• [Reading text]
▬▬▬▬▬▬▬▬▬▬

Al-Qabu (القبو, "the vault, or cellar") was a Palestinian Arab village in the Jerusalem Subdistrict. The name is an Arabic variation of the site's original Roman name, and the ruins of a church there are thought to date to the era of Byzantine or Crusader rule over Palestine.

Al-Qabu was depopulated on 22–23 October 1948, following the 1948 Arab-Israeli War. Following Israel's establishment, homes in the village were blown up by Israeli troops in May 1949 and in 1950, the moshav of Mevo Beitar was founded on the village lands.

==Location==
Situated on a hilltop that sloped downward steeply on three sides, to the south lay a secondary road that linked al-Qabu to the highway between Bayt Jibrin and Jerusalem which lay at a distance of about 1.5 km.

==History==
During the period of Roman rule over Palestine, the place was known as Qobi or Qobia. It is mentioned in the Copper Scroll and the Babylonian Talmud. The village had a spring, and was located at the tenth milestone on the road constructed between Bayt Jibrin and Jerusalem under emperor Hadrian. The Arabic name of the Palestinian village, al-Qabu, was a modification of the ancient name.

▬▬▬▬▬▬▬▬▬▬

• [Dataset entries]
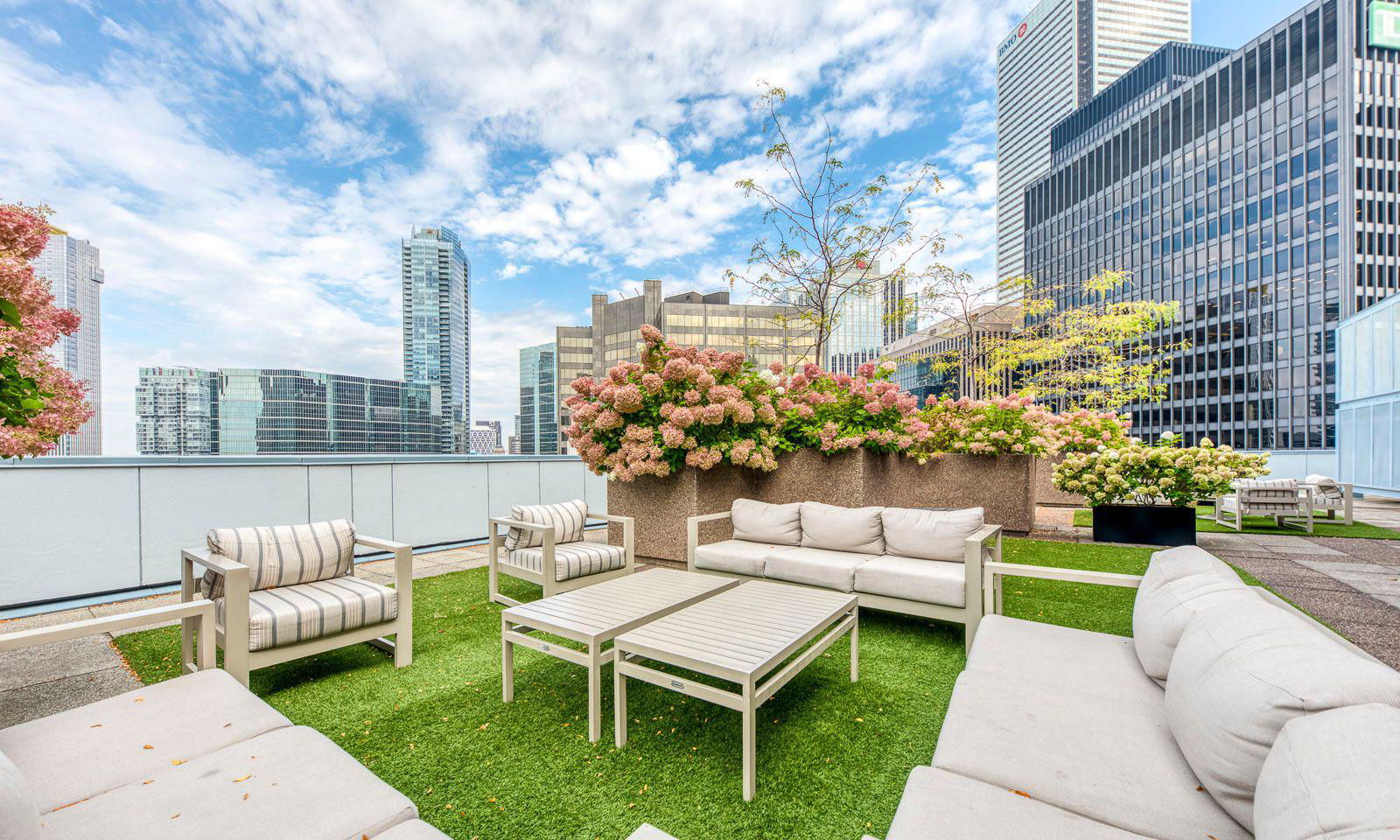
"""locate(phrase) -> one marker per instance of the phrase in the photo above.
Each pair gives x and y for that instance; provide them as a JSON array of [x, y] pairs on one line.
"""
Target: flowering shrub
[[39, 402], [1138, 473]]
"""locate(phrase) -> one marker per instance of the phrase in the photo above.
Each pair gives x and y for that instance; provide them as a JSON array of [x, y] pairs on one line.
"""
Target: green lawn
[[832, 756], [1322, 527]]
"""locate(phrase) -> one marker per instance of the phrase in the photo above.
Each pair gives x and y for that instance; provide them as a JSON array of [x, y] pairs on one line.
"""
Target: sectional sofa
[[1228, 714], [907, 560]]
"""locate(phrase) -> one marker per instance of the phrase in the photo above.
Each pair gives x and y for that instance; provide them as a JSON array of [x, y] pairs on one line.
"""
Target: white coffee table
[[595, 615], [739, 636]]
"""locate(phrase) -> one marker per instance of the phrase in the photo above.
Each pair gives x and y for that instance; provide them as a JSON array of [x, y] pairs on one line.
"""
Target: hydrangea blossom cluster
[[678, 406], [1138, 473]]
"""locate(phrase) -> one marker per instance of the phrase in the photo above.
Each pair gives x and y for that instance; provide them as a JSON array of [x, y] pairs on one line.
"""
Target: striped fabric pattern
[[284, 555], [287, 615], [576, 559], [567, 520]]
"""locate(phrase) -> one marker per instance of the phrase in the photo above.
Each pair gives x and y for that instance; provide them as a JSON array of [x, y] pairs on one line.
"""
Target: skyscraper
[[1056, 60], [438, 303], [538, 422], [74, 273]]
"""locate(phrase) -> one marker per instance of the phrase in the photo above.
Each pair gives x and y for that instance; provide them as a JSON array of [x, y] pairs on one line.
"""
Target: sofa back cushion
[[931, 536], [1332, 774], [18, 808], [842, 529], [284, 555], [774, 524], [1241, 672], [567, 518]]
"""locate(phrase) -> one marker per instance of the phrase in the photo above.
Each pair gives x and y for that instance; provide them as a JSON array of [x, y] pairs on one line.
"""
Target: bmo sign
[[1383, 28]]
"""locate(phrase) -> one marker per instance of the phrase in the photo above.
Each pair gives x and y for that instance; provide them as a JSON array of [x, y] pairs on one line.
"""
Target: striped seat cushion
[[571, 560], [287, 615], [284, 555], [566, 517]]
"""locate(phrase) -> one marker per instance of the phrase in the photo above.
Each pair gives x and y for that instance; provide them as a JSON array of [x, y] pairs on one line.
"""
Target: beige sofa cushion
[[816, 567], [842, 529], [774, 524], [86, 751], [933, 536], [1332, 774], [914, 578], [1245, 669]]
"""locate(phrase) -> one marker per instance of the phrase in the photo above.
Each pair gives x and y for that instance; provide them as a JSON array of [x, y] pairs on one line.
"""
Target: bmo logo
[[1383, 28]]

▬▬▬▬▬▬▬▬▬▬

• [Assignment 1]
Swap "moshav" for "settlement" and give the al-Qabu article again, starting with "Al-Qabu was depopulated" and going on through "the village lands.".
• [Assignment 2]
Extend the al-Qabu article by continuing it from the point where it stops.
You can set the lines aside, since none of the work depends on them.

• [Reply 1]
Al-Qabu was depopulated on 22–23 October 1948, following the 1948 Arab-Israeli War. Following Israel's establishment, homes in the village were blown up by Israeli troops in May 1949 and in 1950, the settlement of Mevo Beitar was founded on the village lands.

• [Reply 2]
A ruined church by the village was visited by a team from the Survey of Western Palestine in 1873, and they determined that it appeared to date to the period of the Crusades, while other researchers, such as Reverend Dom M. Gisler, OSB in 1939, have determined that it dates to the Byzantine era. A 2001 excavation conducted on behalf of the Israeli Antiquities Authority concluded that the church was constructed in two phases, the first during the Byzantine period and the second during the Crusader period, from which some wall paintings have survived.

===Ottoman era===
In 1838, in the Ottoman era, it was noted as a Muslim village in the district of al-Arqub; southwest of Jerusalem. Edward Robinson further noted that the village was located "among steep rocky mountains".

In 1856 the village was named el Kabu on Kiepert's map of Palestine published that year.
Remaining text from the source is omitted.